## FRAGMENTO PROPUESTO
● ● ● ● ●

Literariamente este poder mágico ha dado lugar a millones de metáforas y figuras literarias que comparan el amor con los huracanes, los terremotos, las inundaciones, los incendios, los volcanes, los abismos oceánicos, los desiertos, las tormentas y todo tipo de desastres naturales frente a los que el ser humano no puede hacer nada. El amor también ha sido comparado con la muerte, el infinito, la eternidad y la inmensidad del Cosmos, porque son ámbitos de la conciencia que superan  nuestra capacidad de asimilarlos o de abarcarlos con nuestra pequeña mente. El amor se nos antoja, entonces, algo incomprensible e inconmensurable, como la existencia o la inexistencia. 
Las emociones de carácter romántico nos hacen tomar conciencia de la muerte y de la vida como procesos inseparables. Nos produce una sensación de poder abarcar la totalidad del ser, porque nos vuelve hacia nosotros mismos, y en ese proceso podemos conocer la realidad desde la propia realidad, como si fuese la de la Humanidad entera. Esto sucede porque al volverse hacia sí, el humano encuentra su animalidad a través de su propio cuerpo, sus deseos, instintos y también a través de su vulnerabilidad y pequeñez. En este sentido, el amor es una fuerza grandiosa que revela al ser humano de su insignificancia y su breve paso por este mundo. Y eso sucede porque el amor es un deseo de eternidad que nos arroja a la cara la precariedad de nuestra existencia.
La pasión amorosa se acaba; explota con violencia o se extingue lentamente, pero se acaba, como la vida. Por eso el amor nos pone en relación con la vida y la muerte; por eso lo experimentamos de un modo tan trágico y pasional, y por eso hay autores que afirman que el amor es una religión[9]. El amor, además de su dimensión religiosa, posee también una dimensión mítica, porque ha sido idealizado en todas las épocas y porque muchas veces se nos presenta como el modo de llegar a alcanzar la felicidad, la plenitud, la vivencia del presente más pura y auténtica que hayamos vivido. Edgar Morín (1998) afirma que en nuestra cultura, desde que un mito es reconocido como tal, deja de serlo: “Hemos llegado a ese punto de la conciencia donde nos damos cuenta de que los mitos son mitos. Pero al mismo tiempo advertimos que no podemos prescindir de los mitos. No podemos vivir sin mitos, y entre los «mitos» incluiré la creencia en el amor, que es uno de los más nobles y más poderosos, y quizá el único mito al que deberíamos adherirnos”[10].

● ● ● ● ●

## LISTADO
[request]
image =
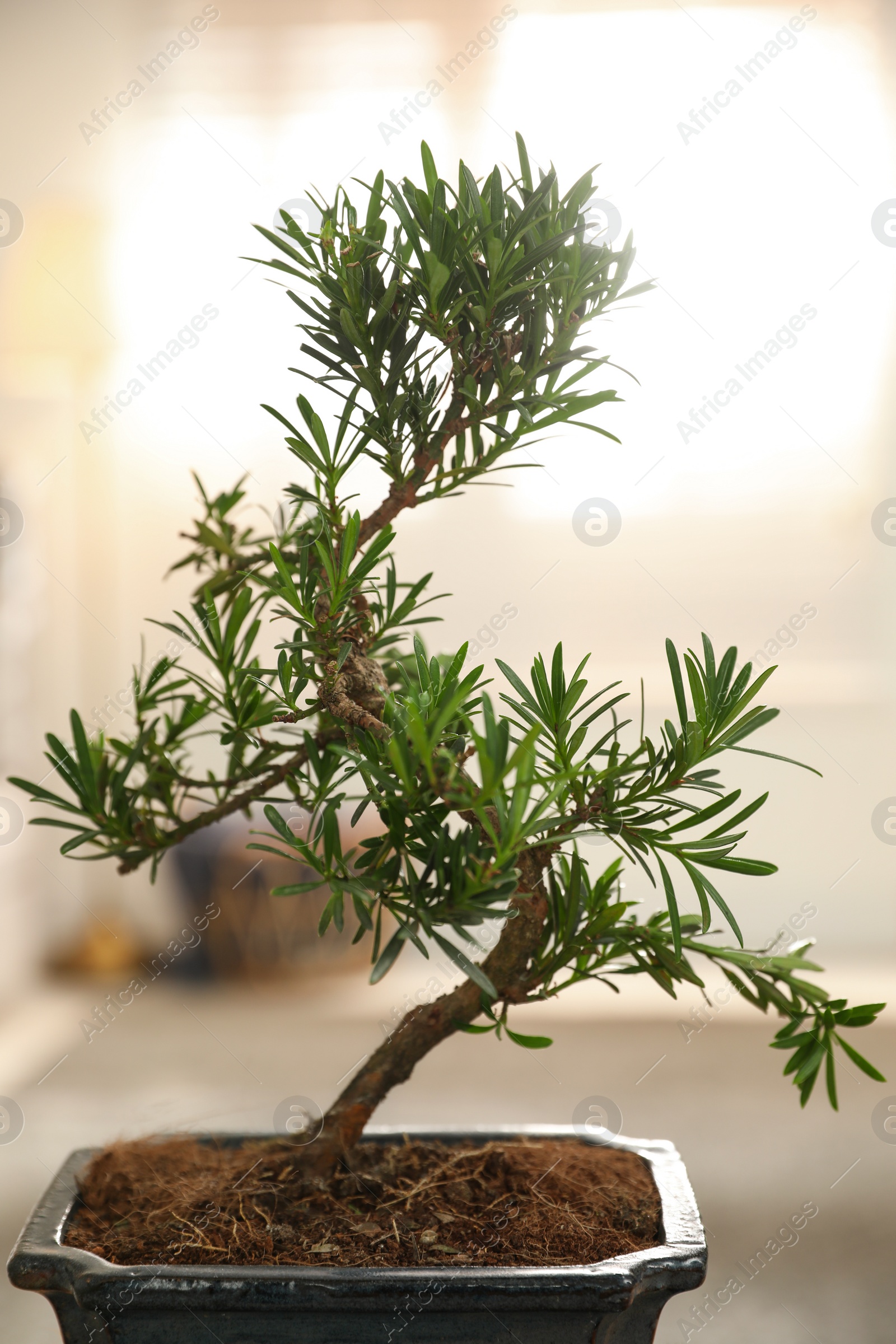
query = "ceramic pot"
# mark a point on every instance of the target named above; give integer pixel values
(615, 1301)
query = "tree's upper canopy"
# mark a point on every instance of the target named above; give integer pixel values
(449, 323)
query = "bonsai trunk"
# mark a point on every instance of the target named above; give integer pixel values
(422, 1029)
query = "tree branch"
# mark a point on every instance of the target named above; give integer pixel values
(425, 1027)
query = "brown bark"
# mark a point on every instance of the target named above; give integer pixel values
(425, 1027)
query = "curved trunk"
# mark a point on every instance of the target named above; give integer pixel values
(425, 1027)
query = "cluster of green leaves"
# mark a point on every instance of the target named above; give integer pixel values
(464, 321)
(446, 323)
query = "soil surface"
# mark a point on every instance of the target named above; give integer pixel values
(516, 1202)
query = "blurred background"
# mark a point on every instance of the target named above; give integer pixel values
(750, 147)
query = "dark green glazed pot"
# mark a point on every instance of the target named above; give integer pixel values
(615, 1301)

● ● ● ● ●

## LO QUE SE PIDE
Devuelve tal cual el tramo del fragmento sobre el amor que va de "Las emociones de" a "de nuestra existencia.". Las filas son material aparte y no guardan relación con el fragmento sobre el amor.

## RESPUESTA AL EJERCICIO
Las emociones de carácter romántico nos hacen tomar conciencia de la muerte y de la vida como procesos inseparables. Nos produce una sensación de poder abarcar la totalidad del ser, porque nos vuelve hacia nosotros mismos, y en ese proceso podemos conocer la realidad desde la propia realidad, como si fuese la de la Humanidad entera. Esto sucede porque al volverse hacia sí, el humano encuentra su animalidad a través de su propio cuerpo, sus deseos, instintos y también a través de su vulnerabilidad y pequeñez. En este sentido, el amor es una fuerza grandiosa que revela al ser humano de su insignificancia y su breve paso por este mundo. Y eso sucede porque el amor es un deseo de eternidad que nos arroja a la cara la precariedad de nuestra existencia.